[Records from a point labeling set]

=-=-=-=-=

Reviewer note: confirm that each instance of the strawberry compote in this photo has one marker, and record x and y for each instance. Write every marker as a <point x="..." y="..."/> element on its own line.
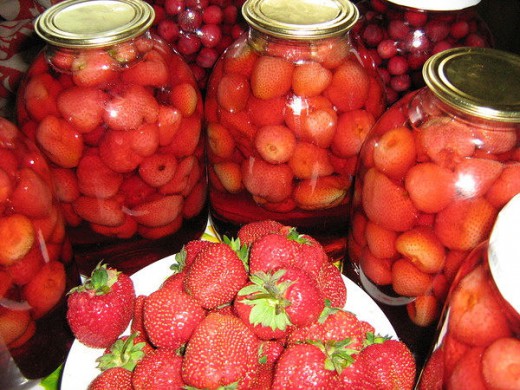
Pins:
<point x="118" y="114"/>
<point x="401" y="35"/>
<point x="478" y="340"/>
<point x="288" y="106"/>
<point x="434" y="172"/>
<point x="36" y="267"/>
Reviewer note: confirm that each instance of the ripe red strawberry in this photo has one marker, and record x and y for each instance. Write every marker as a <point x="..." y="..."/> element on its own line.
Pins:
<point x="126" y="352"/>
<point x="159" y="370"/>
<point x="387" y="365"/>
<point x="272" y="251"/>
<point x="283" y="297"/>
<point x="170" y="317"/>
<point x="333" y="325"/>
<point x="222" y="351"/>
<point x="302" y="366"/>
<point x="117" y="378"/>
<point x="101" y="309"/>
<point x="216" y="275"/>
<point x="252" y="231"/>
<point x="331" y="284"/>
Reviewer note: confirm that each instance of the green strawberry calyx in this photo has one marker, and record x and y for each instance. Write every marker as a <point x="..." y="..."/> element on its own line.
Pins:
<point x="125" y="352"/>
<point x="100" y="282"/>
<point x="266" y="296"/>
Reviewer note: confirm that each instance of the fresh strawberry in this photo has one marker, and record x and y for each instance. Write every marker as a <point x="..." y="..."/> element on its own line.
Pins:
<point x="252" y="231"/>
<point x="283" y="297"/>
<point x="387" y="365"/>
<point x="331" y="284"/>
<point x="272" y="251"/>
<point x="101" y="308"/>
<point x="126" y="352"/>
<point x="216" y="275"/>
<point x="159" y="370"/>
<point x="170" y="317"/>
<point x="334" y="324"/>
<point x="303" y="366"/>
<point x="117" y="378"/>
<point x="233" y="349"/>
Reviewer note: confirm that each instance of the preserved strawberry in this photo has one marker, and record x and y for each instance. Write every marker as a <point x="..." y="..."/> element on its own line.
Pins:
<point x="288" y="106"/>
<point x="36" y="268"/>
<point x="119" y="117"/>
<point x="477" y="338"/>
<point x="425" y="186"/>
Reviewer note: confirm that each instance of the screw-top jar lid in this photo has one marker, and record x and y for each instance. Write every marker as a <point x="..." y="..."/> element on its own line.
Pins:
<point x="301" y="19"/>
<point x="503" y="250"/>
<point x="436" y="5"/>
<point x="482" y="82"/>
<point x="88" y="24"/>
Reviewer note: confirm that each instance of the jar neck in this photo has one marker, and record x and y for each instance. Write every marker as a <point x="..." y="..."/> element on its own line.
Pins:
<point x="297" y="50"/>
<point x="425" y="105"/>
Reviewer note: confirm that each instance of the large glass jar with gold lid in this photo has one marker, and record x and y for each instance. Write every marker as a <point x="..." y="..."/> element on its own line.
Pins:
<point x="118" y="114"/>
<point x="433" y="174"/>
<point x="401" y="35"/>
<point x="287" y="108"/>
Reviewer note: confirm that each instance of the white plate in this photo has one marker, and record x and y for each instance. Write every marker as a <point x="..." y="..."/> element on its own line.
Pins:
<point x="80" y="367"/>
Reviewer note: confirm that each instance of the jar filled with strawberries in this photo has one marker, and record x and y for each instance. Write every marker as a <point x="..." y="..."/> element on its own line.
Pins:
<point x="478" y="340"/>
<point x="433" y="174"/>
<point x="287" y="107"/>
<point x="36" y="267"/>
<point x="401" y="35"/>
<point x="118" y="114"/>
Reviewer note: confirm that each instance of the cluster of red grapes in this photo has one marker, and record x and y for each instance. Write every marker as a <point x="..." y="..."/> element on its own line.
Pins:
<point x="200" y="30"/>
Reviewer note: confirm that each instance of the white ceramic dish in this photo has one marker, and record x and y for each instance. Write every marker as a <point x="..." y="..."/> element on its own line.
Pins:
<point x="80" y="367"/>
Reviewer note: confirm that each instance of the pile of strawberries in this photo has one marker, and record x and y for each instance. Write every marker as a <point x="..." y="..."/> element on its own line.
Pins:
<point x="263" y="310"/>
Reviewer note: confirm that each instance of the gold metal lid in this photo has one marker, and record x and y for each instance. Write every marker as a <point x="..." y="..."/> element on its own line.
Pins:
<point x="301" y="19"/>
<point x="478" y="81"/>
<point x="93" y="23"/>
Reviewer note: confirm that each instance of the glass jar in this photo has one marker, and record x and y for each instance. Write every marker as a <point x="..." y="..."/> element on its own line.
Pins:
<point x="200" y="30"/>
<point x="287" y="108"/>
<point x="401" y="35"/>
<point x="36" y="267"/>
<point x="118" y="114"/>
<point x="433" y="174"/>
<point x="478" y="340"/>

=-=-=-=-=

**WHAT IS ASKED**
Copy every line of the data from the line containing "Reviewer note: confirm that each instance of the pile" through the end of the data, keeping each line in place. In the marker lines under each "Pins:" heading, multiply every x and y coordinate by 0.65 and round it to a whole number, rounding halves up.

**COMPLETED EXERCISE**
Reviewer note: confirm that each instance of the pile of strawberries in this photo has one marker, and record x and y for each instance. Write every marker as a <point x="..." y="..."/> element on its own line.
Pins:
<point x="171" y="202"/>
Reviewer note: confirm that each instance of the gold metal lid in this photo has one marker, and record x and y for each instance. Write every marker as a <point x="..." y="..."/> element on its own line.
Pins:
<point x="196" y="12"/>
<point x="311" y="53"/>
<point x="60" y="15"/>
Reviewer note: confirm that each instance of the glass jar in this photo has one marker, and record x and y for each instance. Write every marker as a <point x="..." y="..."/> element on its own line.
Pins:
<point x="130" y="20"/>
<point x="187" y="70"/>
<point x="261" y="23"/>
<point x="23" y="174"/>
<point x="77" y="74"/>
<point x="281" y="113"/>
<point x="311" y="221"/>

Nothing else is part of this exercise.